→ Texto de origem:

□ □ □ □ □ □ □

09 June 2020

UMA NAÇÃO DISTANTE


Era para ser La Nouvelle France, acabou por ser New Ireland, e, pelo caminho, deu origem a New Italy. Na origem de tudo esteve Charles Marie Bonaventure du Breil, marquês De Rays, nobre bretão aventureiro e lunático, que, em 1877 se proclamou “Carlos, rei da Nova França”, um império imaginário no Pacífico Sul. Para atribuir alguma realidade ao devaneio, em 1880, organizou uma expedição de cinco navios carregados com 570 alemães, franceses e italianos que ludibriara com promessas de um futuro radioso no novo império a troco de um investimento de 1800 francos por cabeça. Umas centenas de mortos mais tarde – por doença, inanição e maus tratos –, aportariam à actual New Ireland (uma ilha da Papua Nova Guiné), para descobrirem que a terra prometida como uma Riviera dos antípodas oferecia-lhes pouco mais do que fome, solo não arável e malária. Pelo meio de inúmeras peripécias e sucessivos desenganos, um grupo de italianos conseguiria chegar à Nova Gales do Sul, na Austrália, e aí fundar uma colónia, inicialmente, La Cella Venezia, e, depois, New Italy, 490 hectares à beira do rio Richmond, hoje, um lugarejo com menos de 200 habitantes, semeado de réplicas de estatuária greco-romana.

□ □ □ □ □ □ □

→ Dados registados:

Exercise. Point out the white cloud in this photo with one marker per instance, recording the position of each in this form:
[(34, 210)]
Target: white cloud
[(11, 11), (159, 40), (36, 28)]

□ □ □ □ □ □ □

→ Tarefa:
Continue o texto sobre a expedição do marquês De Rays e a origem de New Italy, a partir da última frase apresentada. O material não tem qualquer relação com o texto.

→ A sua resposta:
É exactamente essa a origem da família de Marcel Tussie, baterista dos Rolling Blackouts Coastal Fever (a que acrescem as memórias mediterrânicas da ascendência dos guitarrista e baixista Tom e Joe Russo), que, para o segundo álbum, Sideways To New Italy, foram em busca de uma relação metafórica entre a existência nómada da banda desde a formidável estreia, Hope Downs (2018), e a história da emigração europeia para a Austrália: “São expressões de gente à procura de um lar em território desconhecido, à descoberta de uma utopia num mundo turbulento e imperfeito”, dizem eles agora, tal como, há dois anos, já falavam de “uma colecção de postais de um mundo cada vez mais estranho em que sentimos que a areia nos foge sob os pés”. Sem se prenderem demasiado ao perfil musical do primeiro disco (a mais que perfeita aliança entre Go-Betweens e Television) nem rompendo abruptamente com ele, por entre o fogo de artifício das três guitarras e sobre um mapa - de Melbourne, a Darwin ou a Rushwort -, projectam o filme: “I keep my vision tight at all the deep scenes, a stationary boy in a moving daydream, down on the corner, watching over, liquid crystal simulation, like a ghost at the service station, in some far-off fence post nation”.